Apply what you read:
(A) From the trade report, repeat word for word the passage that begins at the words "October exports rose" and stops after "and parts (-4.7%).".
(B) List every dollar amount given in the trade report.
(Extract to read)
Canada’s imports and exports up two percent in October
Statistics Canada announced that the country’s merchandise exports increased 2.2% in October, partially on higher exports of pharmaceutical products, and imports rose 1.9%, in part due to higher imports of cell phones.
As a result, Canada’s merchandise trade deficit with the world was virtually unchanged at $3.8 billion in October.
October exports rose to $46.5 billion. After a sharp 6.2% decrease in September, exports of consumer goods rose 10.2% to $6.3 billion in October, driven by a rebound in exports of pharmaceutical products. Exports of energy products rose 7.8% to $6.7 billion, led by higher exports of crude oil (+4.6%) and natural gas (+26.7%). These increases were partially offset by a decline in exports of motor vehicles and parts (-4.7%).
(End Extract to read)
(Recorded information)
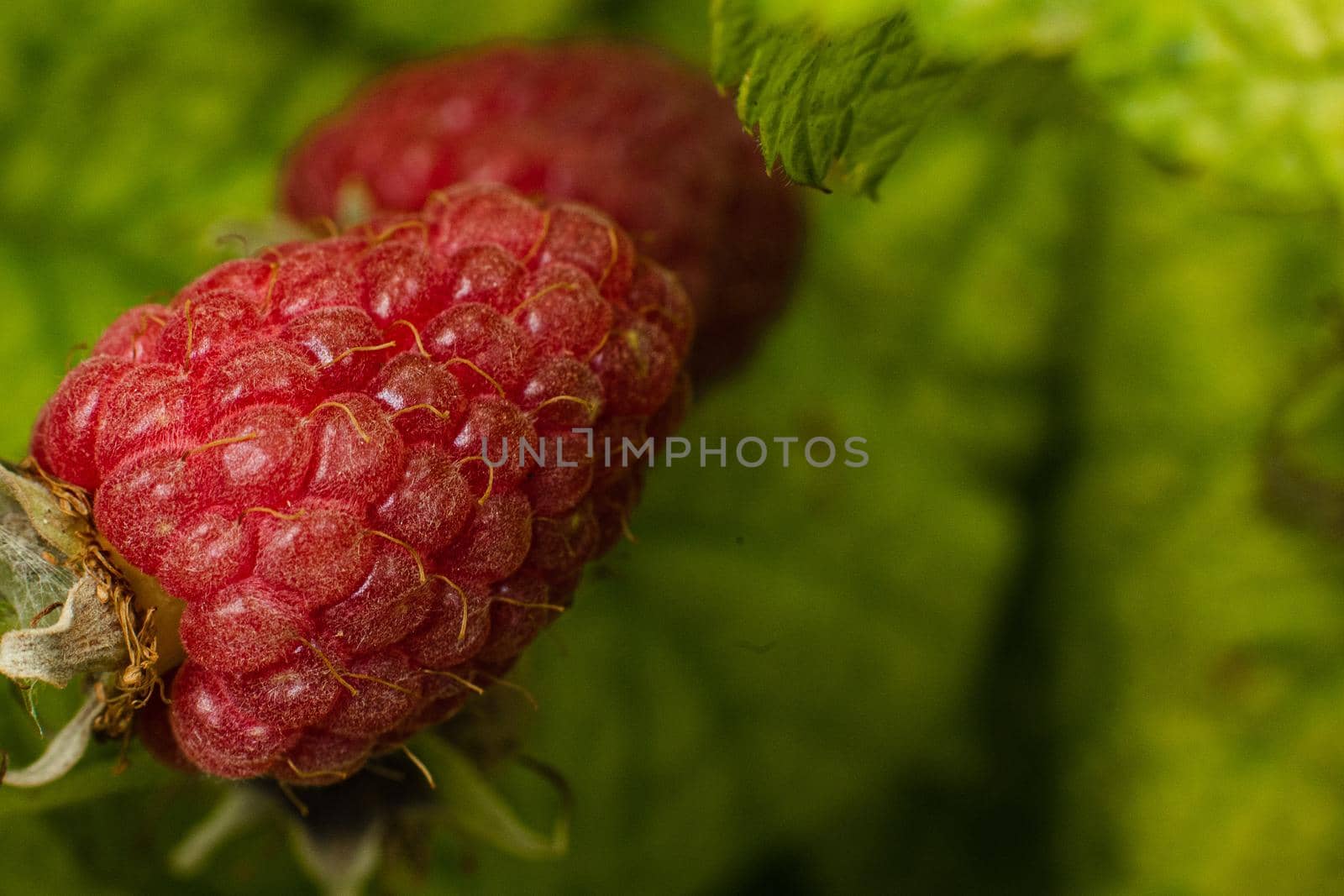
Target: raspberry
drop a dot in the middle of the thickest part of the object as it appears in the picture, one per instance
(620, 128)
(302, 448)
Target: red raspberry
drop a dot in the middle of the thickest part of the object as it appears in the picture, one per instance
(293, 448)
(620, 128)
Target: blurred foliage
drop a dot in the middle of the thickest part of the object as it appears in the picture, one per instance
(1053, 638)
(1247, 92)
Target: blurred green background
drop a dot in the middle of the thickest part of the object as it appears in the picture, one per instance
(1053, 638)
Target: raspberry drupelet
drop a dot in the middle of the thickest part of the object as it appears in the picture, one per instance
(304, 449)
(622, 128)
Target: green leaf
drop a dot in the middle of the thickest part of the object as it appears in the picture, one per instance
(472, 804)
(1250, 94)
(92, 779)
(832, 109)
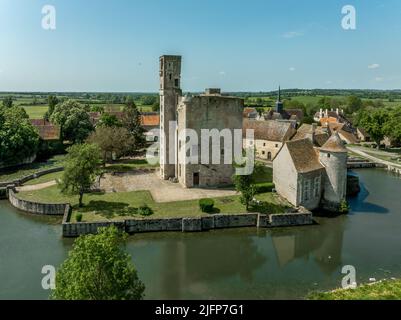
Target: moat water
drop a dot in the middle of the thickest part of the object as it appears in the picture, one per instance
(229, 264)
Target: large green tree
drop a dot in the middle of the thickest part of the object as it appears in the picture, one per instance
(132, 122)
(80, 170)
(97, 268)
(74, 121)
(373, 121)
(19, 140)
(392, 127)
(112, 140)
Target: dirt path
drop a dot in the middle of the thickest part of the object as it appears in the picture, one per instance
(37, 186)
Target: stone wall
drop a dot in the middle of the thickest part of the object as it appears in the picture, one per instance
(36, 208)
(193, 224)
(290, 219)
(25, 179)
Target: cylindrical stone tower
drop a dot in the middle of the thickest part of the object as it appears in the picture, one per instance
(333, 156)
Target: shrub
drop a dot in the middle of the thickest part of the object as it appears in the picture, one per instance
(145, 211)
(206, 205)
(264, 187)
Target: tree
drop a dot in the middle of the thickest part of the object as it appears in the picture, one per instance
(373, 122)
(80, 170)
(52, 102)
(74, 121)
(156, 106)
(109, 120)
(8, 102)
(243, 184)
(112, 140)
(392, 127)
(19, 140)
(132, 122)
(97, 268)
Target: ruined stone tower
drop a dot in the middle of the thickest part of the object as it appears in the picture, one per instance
(170, 91)
(333, 155)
(End Recorded information)
Responses to the exercise:
(A)
October exports rose to $46.5 billion. After a sharp 6.2% decrease in September, exports of consumer goods rose 10.2% to $6.3 billion in October, driven by a rebound in exports of pharmaceutical products. Exports of energy products rose 7.8% to $6.7 billion, led by higher exports of crude oil (+4.6%) and natural gas (+26.7%). These increases were partially offset by a decline in exports of motor vehicles and parts (-4.7%).

(B)
$3.8 billion
$46.5 billion
$6.3 billion
$6.7 billion